EXERCISE MATERIAL:

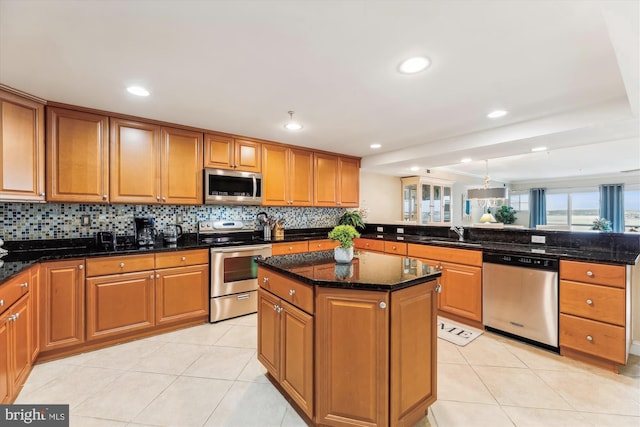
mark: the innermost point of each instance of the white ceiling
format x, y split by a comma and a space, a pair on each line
567, 72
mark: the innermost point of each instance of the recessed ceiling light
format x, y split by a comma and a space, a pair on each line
496, 114
414, 65
138, 90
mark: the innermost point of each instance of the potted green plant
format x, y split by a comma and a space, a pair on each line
602, 224
506, 215
352, 218
344, 234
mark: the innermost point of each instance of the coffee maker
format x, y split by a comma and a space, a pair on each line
145, 231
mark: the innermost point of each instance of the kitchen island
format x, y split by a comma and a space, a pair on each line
350, 344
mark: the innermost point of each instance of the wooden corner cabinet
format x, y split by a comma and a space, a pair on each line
595, 318
287, 175
77, 150
22, 154
336, 181
228, 152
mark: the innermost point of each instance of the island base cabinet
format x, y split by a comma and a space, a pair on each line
376, 356
285, 347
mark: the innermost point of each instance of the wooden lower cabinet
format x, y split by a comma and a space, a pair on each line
62, 299
182, 293
120, 304
381, 370
285, 347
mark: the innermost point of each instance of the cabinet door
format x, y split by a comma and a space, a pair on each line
181, 167
218, 151
325, 182
269, 332
62, 304
296, 356
182, 293
119, 304
413, 353
21, 148
247, 155
20, 332
461, 291
275, 175
349, 182
135, 164
300, 176
5, 380
77, 156
352, 363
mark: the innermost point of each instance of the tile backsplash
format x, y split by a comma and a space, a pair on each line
34, 221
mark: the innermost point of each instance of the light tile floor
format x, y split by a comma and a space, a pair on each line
208, 375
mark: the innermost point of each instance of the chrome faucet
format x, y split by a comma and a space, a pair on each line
459, 231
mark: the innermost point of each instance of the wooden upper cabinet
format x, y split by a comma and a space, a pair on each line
135, 165
21, 148
287, 176
336, 181
153, 164
181, 167
227, 152
77, 150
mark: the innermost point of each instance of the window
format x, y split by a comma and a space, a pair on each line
632, 209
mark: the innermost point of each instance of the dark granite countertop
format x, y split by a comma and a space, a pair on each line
367, 271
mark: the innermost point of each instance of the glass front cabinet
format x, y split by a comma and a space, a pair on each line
426, 201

WHAT IS EXPECTED: Please copy the data above exactly; the pictures do not belong in the copy.

EXERCISE RESPONSE:
mark: the innermost point of each instance of the white ceiling
format x, y split by a comma and a space, a pair on each line
567, 72
mark: the innermost point of each instance of the recessed ceiling light
format x, y split by a comma and a space, a pair on each line
496, 114
414, 65
138, 90
mark: the innermost point of each instance of the potted green plant
format x, y split by a comma and a space, a pair on each line
602, 224
506, 215
352, 218
344, 234
mark: the innermost point of each instance of the coffee maker
format x, y split by a comma and a space, a pair on each line
145, 231
mark: the innermost point of each instance of the kitchen island
format x, y split by a comma and a space, a pair on each line
350, 344
mark: the innermost point of each instance of the wooden corner cabinet
format x, y split by a comma and a space, a pair on each line
595, 318
287, 175
77, 150
22, 154
336, 181
228, 152
mark: the innermost point of each instance of the island base cabinet
format x, y split by a comma and a space, a pair on each line
376, 356
285, 347
mark: the innermost point of each instance of the wooden lower cabinet
format x, y split by a comma and a space, a pair on each line
62, 299
182, 293
120, 304
381, 370
285, 347
mark: the innermost point of each instance of the cabinet door
format x, y split by a comma and a space, a pair on each line
181, 167
218, 151
325, 182
269, 332
62, 304
296, 356
182, 293
119, 304
413, 353
21, 148
247, 155
20, 332
461, 291
275, 175
349, 182
135, 164
300, 176
5, 380
77, 156
352, 363
mark: the innermost point of each instance of the tile backsplash
format x, y split by a comma and a space, a pair on each line
34, 221
mark: the innermost point of each instance of the light tile floor
format x, y split by a comma and a space, a pair on each line
208, 375
mark: the innermost point of each instance of the chrome faucet
format x, y split by a comma and a space, a pair on each line
459, 231
mark: the innermost point of each instance of the wooden upper cabinet
format x, y split by a comma and a space, a pair on each line
135, 165
21, 148
287, 176
336, 181
153, 164
181, 167
227, 152
77, 150
mark: the innermost point of each instance of the window
format x, y split by a comma and a space, a pair on each line
632, 209
mark: the innermost point of each instance of the dark granite countertop
format x, y split by a comma and a space, a pair on each line
367, 271
mark: the innermost point of each instance of the glass front cabinet
format x, y split by a comma and a space, a pair on each line
426, 201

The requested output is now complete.